Article:
* start *

The following relates generally to antennas, and more particularly to systems, methods, and devices for antenna steering. While the antenna systems described herein are particularly configured for use in space environments, the systems may be applied to any antenna steering application.

Generally, the present disclosure provides a system for rotating a reflector of an antenna system to steer the antenna system in a manner whereby a location of a focal point of the reflector remains unchanged during rotation.

While the present disclosure makes reference throughout to a “feed chain”, it should be understood that the feed chain may be any radiating component and that a feed chain with a horn antenna is one example. A radiating component is a device providing radiation to illuminate the reflector. This may be any type of antenna (for example, without limitation, helix, patch antenna, horn antenna). A feed chain feeds the radiating component. The feed chain may be a waveguide feed chain or other technology (TEM line feed chains, PCB feed network, laser, etc.)

While typically reflectors are steered using a mechanism underneath the reflector or at its base, the present disclosure provides an antenna reflector steering mechanism including a gimbal positioned at the focal point (at the feed) and that steers the reflector from the focal point, rather than by using a mechanism near the reflector. By doing so, the steering system and method of the present disclosure keeps the focal point location unchanged. In an embodiment, the steering mechanism uses a through hole motor or actuator to keep the two axes aligned with the focal point of the reflector. In some embodiments, the steering mechanism may use a through hole actuator for each of the two axes of rotation.

In an embodiment, the antenna system of the present disclosure includes a parabolic reflector and a feed chain coupled through a gimbal which may alter the orientation of the reflector about the fixed feed chain. By altering the orientation of the reflector about the feed chain, the antenna may be steered such that RF signals emitted or received by the antenna system are emitted or received at or from different directions.

The gimbal of the antenna system described herein is positioned at the focal point of the reflector, such that the position of the reflector is rotated about the focal point of the reflector. The feed chain is positioned at a rotational center of the system, such that the system (e.g., the reflector) rotates about the feed chain, which is longitudinally aligned with this axis of rotation.

The reflector of the system may be enlarged about the offset axis or direction. Such enlargement may advantageously improve performance of the reflector. As the system is varied in position, one may conceptualize an active area of the reflector as a subset of a total reflector area.

The range of motion of the system is limited according to the physical specifications and operating RF parameters of the system. The reflector may be enlarged to enable antenna steering. A greater steering range may require a greater level of antenna enlargement along the offset axis of the reflector. The range of motion of the system is limited according to reflector size, and other parameters which may affect RF performance. This limited range of motion corresponds to a limited antenna steering range.

In an embodiment, about one axis which the reflector is rotated (e.g. the axis longitudinally aligned with the feed chain), there is no degradation of RF performance after steering the antenna system.

In embodiments, the antenna system and steering concept of the present disclosure may be used on a single offset or folded single offset antenna.

The reflector may be enlarged along the offset direction of the parabola to reduce the spillover when the antenna is steered around Azimuth.

Embodiments of the present disclosure may provide various advantages including, for example and without limitation, eliminating the need for rotary joints by using a fixed feed and no degradation (scan loss) on one axis with very limited scan loss on the other axis.

* end *

Given information:
* start *

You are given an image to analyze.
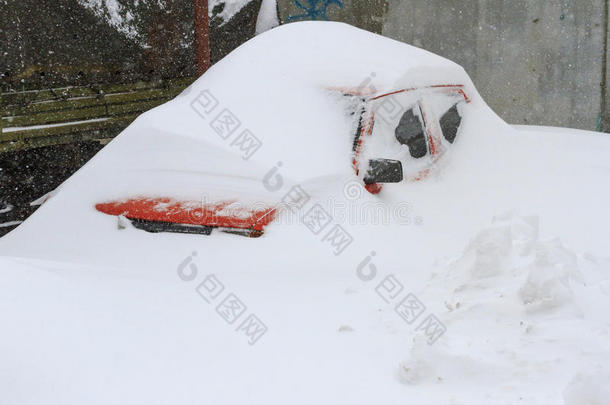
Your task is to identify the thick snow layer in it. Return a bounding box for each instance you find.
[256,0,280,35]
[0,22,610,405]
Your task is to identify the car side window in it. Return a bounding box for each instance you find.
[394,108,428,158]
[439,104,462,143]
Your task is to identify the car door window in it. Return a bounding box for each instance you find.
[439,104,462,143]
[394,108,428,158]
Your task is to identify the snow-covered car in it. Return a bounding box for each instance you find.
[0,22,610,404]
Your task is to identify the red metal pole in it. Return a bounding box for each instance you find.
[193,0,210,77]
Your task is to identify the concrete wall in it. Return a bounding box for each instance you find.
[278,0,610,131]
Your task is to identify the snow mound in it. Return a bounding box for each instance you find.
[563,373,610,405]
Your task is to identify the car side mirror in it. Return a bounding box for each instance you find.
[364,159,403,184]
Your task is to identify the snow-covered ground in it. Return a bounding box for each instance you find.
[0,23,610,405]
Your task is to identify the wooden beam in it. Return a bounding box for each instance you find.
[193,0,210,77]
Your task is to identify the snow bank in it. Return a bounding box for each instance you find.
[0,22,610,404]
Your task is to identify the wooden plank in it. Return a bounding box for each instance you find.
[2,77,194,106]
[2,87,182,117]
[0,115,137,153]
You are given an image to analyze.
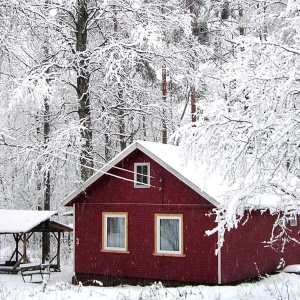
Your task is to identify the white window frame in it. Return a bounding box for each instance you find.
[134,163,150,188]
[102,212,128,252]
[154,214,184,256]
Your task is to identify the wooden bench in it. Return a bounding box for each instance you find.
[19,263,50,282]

* end *

Problem 1:
Answer these from the antenna steering text:
(a) Where is the gimbal positioned?
(b) In one embodiment, what does the steering mechanism use to keep the two axes aligned with the focal point of the reflector?
(c) Along which direction may the reflector be enlarged to reduce spillover when the antenna is steered around Azimuth?
Problem 2: Continue the antenna steering text with the paragraph that would follow its last sentence.

Written response 1:
(a) At the focal point of the reflector (at the feed).
(b) A through hole motor or actuator.
(c) Along the offset direction of the parabola.

Written response 2:
Referring now to FIG. 1, pictured therein is a perspective view of an antenna system 100, in a first configuration 100a, according to an embodiment.

The antenna system 100 comprises a reflector assembly 102, feed chain 104 (visible in FIG. 2), gimbal 106, boom 108, stowing joint 110, and mounting structure 128. In other embodiments, the feed chain 104 may be a radiating component. The radiating component may be, for example, a helix, a patch antenna, or a horn antenna. The radiating component provides radiation to illuminate the reflector of the reflector assembly 102. The radiating component may be positioned similarly to feed chain 104 in FIG. 2.

As will be described, the gimbal 106 is positioned at the focal point of the reflector 102. The reflector 102 is steered from the focal point using the gimbal 106. In an embodiment (as shown in FIG. 2), the gimbal 106 includes a through hole motor or actuator to keep the two axes aligned with the focal point of the reflector 102.

While antenna system 100 comprises a parabolic antenna system with a single reflector 114, the systems and methods described herein may be applied to other antenna types or parabolic antenna configurations, such as Cassegrain, Dragonian and/or Gregorian antennas. The antenna system 100 may comprise a single offset or folded single offset antenna. The antenna system 100 may be used as a steerable antenna system on geosynchronous/geostationary (GEO) or non-geostationary satellite orbits.

Reflector assembly 102 comprises a large parabolic reflector 114. Reflector assembly 102 may be configured to receive or transmit RF signals. RF signals incident on reflector 114 may be reflected back, and focused, onto a focal point 112 (see FIG. 2).

In some examples, reflector 114 may be slightly shaped relative to a parabolic profile to improve performance.

Reflector 114 may be constructed from any appropriate material, for example, without limitation, aluminum, stainless steel, or titanium alloys, other metal alloys, composite materials such as carbon fiber reinforced polymers. Reflector 114 may be coated with a material to increase mechanical and/or RF performance. For example, the reflector 114 may comprise an aluminum substrate, coated with iridite (also referred to as chromate conversion coating or Alodine). In other examples, the reflector 114 may comprise a carbon fiber substrate, vacuum deposited with aluminum. In other examples, the reflector 114 may comprise metallized Kapton.

In some examples, reflector 114 may comprise a PCB or PCBs and/or dielectrics. In some examples, reflector 114 may comprise a PCB stack, on a Kevlar™ core. In some examples, reflector 114 may comprise a flat PCB surface, comprising additional elements which may allow the reflector 114 to act as a parabolic reflector 114.

In some examples, one or more components of the reflector assembly 102 may be configured to be additively manufactured. For example, in an embodiment, reflector 114 may be additively manufactured.

In some examples, the reflector 114 may be a flat reflector variant. For example, see reflector 414 of system 400 of FIG. 7, wherein reflector 414 is a flat reflector.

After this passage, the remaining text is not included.